━━━ Page

GEP 3388 Retry Budget API Design (#3573)

ericdbishop · mikemorris · LiorLieberman · web-flow · commit b86c8eae8ef6 · 2025-02-07T17:09:55.000-08:00
* GEP-3388 HTTP Retry Budget API Design

* add first draft of YAML for retry budgets

* add Go structs for retry budget API design proposal

* Apply suggestions from code review

Co-authored-by: Mike Morris &lt;mikemorris@users.noreply.github.com&gt;
Co-authored-by: Lior Lieberman &lt;liorlib7+riskified@gmail.com&gt;

* remove HTTPRouteRetry from CommonRetryPolicy

* remove From scoping, deferred to future memorandum GEP as a potential common pattern for policy attachment

* remove standalone RetryPolicy examples in favor of BackendTrafficPolicy

* Update geps/gep-3388/index.md

Co-authored-by: Flynn &lt;kflynn@users.noreply.github.com&gt;

* Update geps/gep-3388/index.md

Co-authored-by: Flynn &lt;kflynn@users.noreply.github.com&gt;

---------

Co-authored-by: Mike Morris &lt;1149913+mikemorris@users.noreply.github.com&gt;
Co-authored-by: Mike Morris &lt;mikemorris@users.noreply.github.com&gt;
Co-authored-by: Lior Lieberman &lt;liorlib7+riskified@gmail.com&gt;
Co-authored-by: Flynn &lt;kflynn@users.noreply.github.com&gt;
diff --git a/geps/gep-3388/index.md b/geps/gep-3388/index.md
@@ -1,7 +1,7 @@
 # GEP-3388: Retry Budgets
 
 * Issue: [#3388](https://github.com/kubernetes-sigs/gateway-api/issues/3388)
-* Status: Provisional
+* Status: Implementable
 
 (See status definitions [here](/geps/overview/#gep-states).)

━━━━━━

## Set problem
Answer these from the commit page:
(a) What replaced the standalone RetryPolicy examples?
(b) What was taken out of CommonRetryPolicy?
(c) What status did GEP-3388 move from, and to?
The material after this isn't needed for anything here.

━━━ Given material

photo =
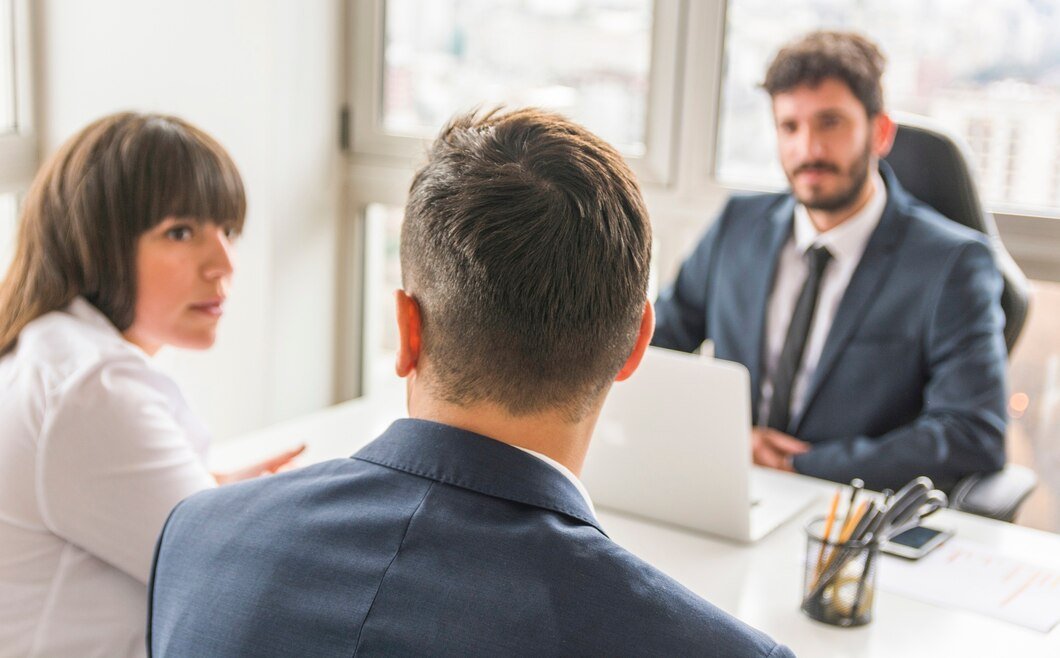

━━━━━━

## Full response
(a) BackendTrafficPolicy
(b) HTTPRouteRetry
(c) From Provisional to Implementable